» Task instructions
Retype exactly the lines from the one containing "Draw the outline of every instance of the dog's" through the last line of the records below, including both, and leave out any pictures.

» Entries shown

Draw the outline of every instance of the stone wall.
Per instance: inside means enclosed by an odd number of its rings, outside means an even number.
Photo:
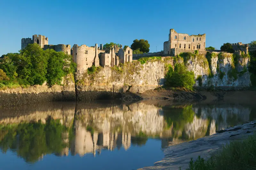
[[[77,71],[82,73],[92,65],[99,66],[99,54],[105,52],[105,50],[98,49],[97,44],[95,46],[91,47],[86,45],[79,46],[75,44],[71,49],[71,54],[73,61],[76,63]]]
[[[172,56],[171,53],[172,48],[205,51],[205,34],[189,35],[178,33],[174,29],[170,29],[169,40],[164,43],[164,54],[171,54]]]
[[[155,53],[148,53],[139,54],[132,54],[132,60],[136,60],[144,57],[157,57],[164,56],[163,51],[156,52]]]
[[[52,49],[57,52],[63,51],[65,54],[70,55],[71,52],[70,46],[69,45],[58,44],[57,45],[44,45],[44,49]]]

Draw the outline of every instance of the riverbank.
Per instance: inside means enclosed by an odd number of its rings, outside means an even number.
[[[201,89],[193,91],[181,88],[161,89],[148,91],[138,95],[144,100],[195,101],[201,103],[252,104],[256,101],[256,91],[252,89],[238,90]]]
[[[162,100],[168,102],[196,102],[203,104],[221,102],[252,104],[256,101],[256,91],[252,89],[240,90],[201,89],[191,91],[183,88],[166,90],[161,88],[141,93],[90,91],[86,92],[87,97],[84,98],[81,98],[81,94],[85,92],[76,89],[74,83],[68,85],[54,85],[49,87],[44,84],[28,88],[20,87],[1,90],[0,107],[22,106],[53,101],[87,102],[99,100],[117,99],[128,103],[142,100]]]
[[[155,162],[154,166],[138,170],[186,169],[190,159],[196,159],[199,156],[207,159],[223,144],[234,140],[244,139],[256,131],[256,121],[217,132],[212,135],[196,140],[169,147],[164,151],[164,158]]]

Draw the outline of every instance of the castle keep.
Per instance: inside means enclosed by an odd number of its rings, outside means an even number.
[[[180,52],[195,50],[205,51],[205,34],[189,35],[170,29],[169,40],[164,43],[164,55],[174,56]]]
[[[29,44],[36,43],[40,45],[41,48],[44,48],[44,45],[48,45],[48,38],[41,35],[36,34],[32,36],[30,38],[21,39],[21,50],[26,48]]]
[[[98,67],[111,66],[118,65],[119,63],[124,63],[132,61],[132,50],[130,47],[123,49],[122,45],[120,47],[116,45],[110,49],[103,49],[103,45],[97,44],[94,46],[89,47],[83,45],[78,46],[75,44],[70,48],[70,45],[48,45],[48,38],[45,36],[37,35],[32,36],[32,38],[21,39],[21,50],[29,44],[39,44],[44,50],[52,49],[57,52],[63,51],[65,54],[72,55],[73,60],[76,63],[77,72],[82,73],[88,68],[94,65]]]

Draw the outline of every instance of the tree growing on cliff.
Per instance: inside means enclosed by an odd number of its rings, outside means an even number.
[[[256,48],[256,41],[252,41],[249,43],[249,45],[252,48]]]
[[[223,44],[220,47],[220,50],[222,51],[226,51],[228,53],[233,53],[234,52],[233,47],[231,44],[228,42]]]
[[[188,71],[183,63],[176,64],[174,70],[171,66],[169,66],[165,78],[165,85],[167,87],[191,89],[196,83],[194,72]]]
[[[133,50],[133,54],[140,54],[138,53],[137,51],[139,50],[138,52],[140,52],[142,53],[148,53],[149,52],[150,47],[150,45],[148,44],[148,40],[143,39],[139,40],[136,39],[133,40],[133,43],[131,46],[131,48]]]
[[[5,73],[4,72],[4,70],[2,69],[0,69],[0,82],[4,80],[9,80],[10,78],[6,76]]]
[[[17,72],[31,85],[42,85],[46,80],[48,55],[37,44],[30,44],[20,52]]]

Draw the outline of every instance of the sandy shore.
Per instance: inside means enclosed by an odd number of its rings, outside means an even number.
[[[138,170],[182,170],[188,167],[190,159],[199,156],[205,159],[230,141],[244,139],[255,133],[256,121],[222,130],[212,135],[169,147],[164,151],[164,158],[154,166]]]

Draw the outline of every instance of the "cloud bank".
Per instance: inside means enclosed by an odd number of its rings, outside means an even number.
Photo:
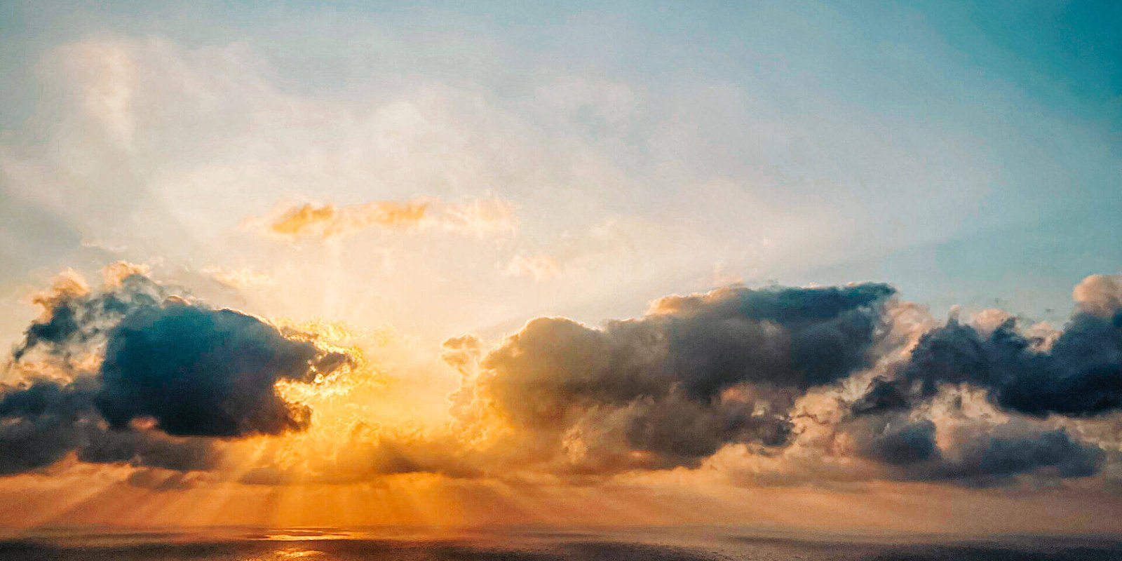
[[[349,413],[332,417],[334,440],[298,441],[300,462],[269,444],[237,479],[595,482],[677,469],[741,485],[1110,484],[1122,466],[1118,286],[1088,277],[1058,330],[995,310],[937,321],[876,283],[735,285],[601,327],[537,318],[495,344],[443,343],[460,377],[447,420],[394,425],[356,413],[359,394],[341,390],[332,398]],[[0,394],[4,473],[71,452],[215,469],[223,442],[314,426],[311,407],[278,385],[353,360],[129,268],[96,292],[63,276],[37,302],[44,315],[12,366],[31,371],[38,359],[65,375],[27,376]]]
[[[43,316],[12,352],[21,379],[0,389],[0,471],[80,461],[212,469],[215,438],[282,434],[312,412],[279,381],[315,381],[350,358],[232,310],[214,310],[137,269],[74,275],[36,297]]]

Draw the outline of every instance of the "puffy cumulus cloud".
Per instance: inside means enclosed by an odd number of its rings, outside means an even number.
[[[169,301],[130,312],[109,334],[98,410],[123,427],[150,417],[168,434],[242,436],[307,426],[282,380],[311,383],[342,357],[231,310]]]
[[[1096,315],[1112,315],[1122,309],[1122,275],[1091,275],[1072,291],[1079,309]]]
[[[513,457],[572,473],[697,466],[729,443],[779,447],[809,387],[867,367],[893,289],[728,287],[672,296],[643,318],[589,328],[532,320],[461,370],[461,412],[512,430]],[[465,351],[468,352],[465,352]],[[476,360],[476,359],[472,359]]]
[[[435,228],[479,238],[512,233],[518,222],[514,206],[500,199],[478,199],[461,203],[445,203],[438,199],[421,197],[406,202],[375,201],[365,204],[337,206],[312,203],[280,206],[273,217],[250,217],[250,229],[289,239],[330,239],[352,236],[359,231],[380,227],[389,230],[419,230]]]
[[[94,406],[99,383],[33,380],[0,392],[0,475],[46,468],[74,453],[79,461],[169,470],[218,467],[220,445],[137,426],[113,431]]]
[[[669,296],[601,328],[539,318],[490,349],[445,342],[470,448],[454,465],[576,478],[707,467],[752,485],[1088,478],[1122,449],[1101,426],[1119,408],[1119,316],[1080,302],[1061,330],[995,310],[938,322],[858,284]]]
[[[0,388],[0,472],[72,452],[93,463],[212,469],[215,436],[306,429],[311,411],[278,383],[313,383],[349,364],[311,335],[176,296],[141,270],[113,264],[99,291],[67,273],[35,297],[44,313],[8,366],[21,379]]]

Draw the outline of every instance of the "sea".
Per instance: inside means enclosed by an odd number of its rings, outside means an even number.
[[[38,528],[0,561],[1122,561],[1122,536],[955,537],[741,527]]]

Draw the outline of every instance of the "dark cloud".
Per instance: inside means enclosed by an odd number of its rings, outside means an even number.
[[[311,411],[285,402],[276,383],[312,381],[338,360],[256,318],[171,301],[131,312],[110,332],[96,405],[117,429],[151,417],[175,435],[298,431]]]
[[[74,452],[90,463],[127,463],[181,471],[212,469],[219,452],[208,439],[151,430],[110,430],[94,410],[98,380],[36,380],[0,394],[0,473],[50,466]]]
[[[1105,458],[1102,449],[1075,440],[1064,429],[1023,420],[959,427],[944,449],[936,443],[934,422],[911,421],[905,414],[858,417],[844,429],[858,453],[910,480],[991,486],[1024,473],[1087,477],[1100,471]]]
[[[592,329],[542,318],[486,355],[479,387],[570,468],[696,466],[730,442],[779,445],[807,388],[870,365],[893,289],[725,288]],[[553,444],[549,444],[549,443]]]
[[[278,381],[310,383],[349,361],[250,315],[172,296],[140,274],[96,293],[72,279],[37,302],[45,314],[13,365],[38,353],[100,355],[101,366],[88,373],[66,360],[58,379],[0,388],[0,473],[71,452],[93,463],[213,469],[221,460],[214,436],[307,427],[311,411],[286,402]]]

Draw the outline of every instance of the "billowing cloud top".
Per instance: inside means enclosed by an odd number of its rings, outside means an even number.
[[[257,318],[125,274],[99,292],[64,277],[38,297],[44,316],[9,368],[35,358],[55,367],[0,394],[4,472],[68,451],[91,462],[209,469],[217,452],[205,438],[305,430],[311,410],[283,398],[277,383],[312,383],[349,361]]]
[[[39,295],[44,315],[12,366],[39,358],[62,374],[27,377],[0,397],[3,472],[67,452],[218,469],[223,442],[315,426],[311,406],[280,385],[353,364],[141,273],[117,277],[98,292],[63,277]],[[1063,330],[1022,329],[999,311],[937,322],[884,284],[730,286],[668,296],[599,328],[537,318],[491,348],[473,335],[445,341],[460,386],[442,429],[334,417],[342,436],[328,452],[293,463],[265,448],[239,480],[600,480],[701,467],[753,485],[1109,477],[1120,457],[1109,426],[1122,407],[1115,283],[1080,284]],[[338,395],[357,411],[357,397]]]

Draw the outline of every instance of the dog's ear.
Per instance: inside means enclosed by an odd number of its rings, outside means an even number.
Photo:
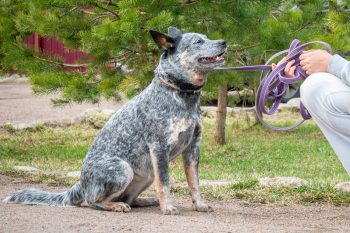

» Solution for this task
Draw the outline of every instance of the dog's ear.
Per instance: inside means enclosed by an odd number of its rings, outside means an even number.
Photo:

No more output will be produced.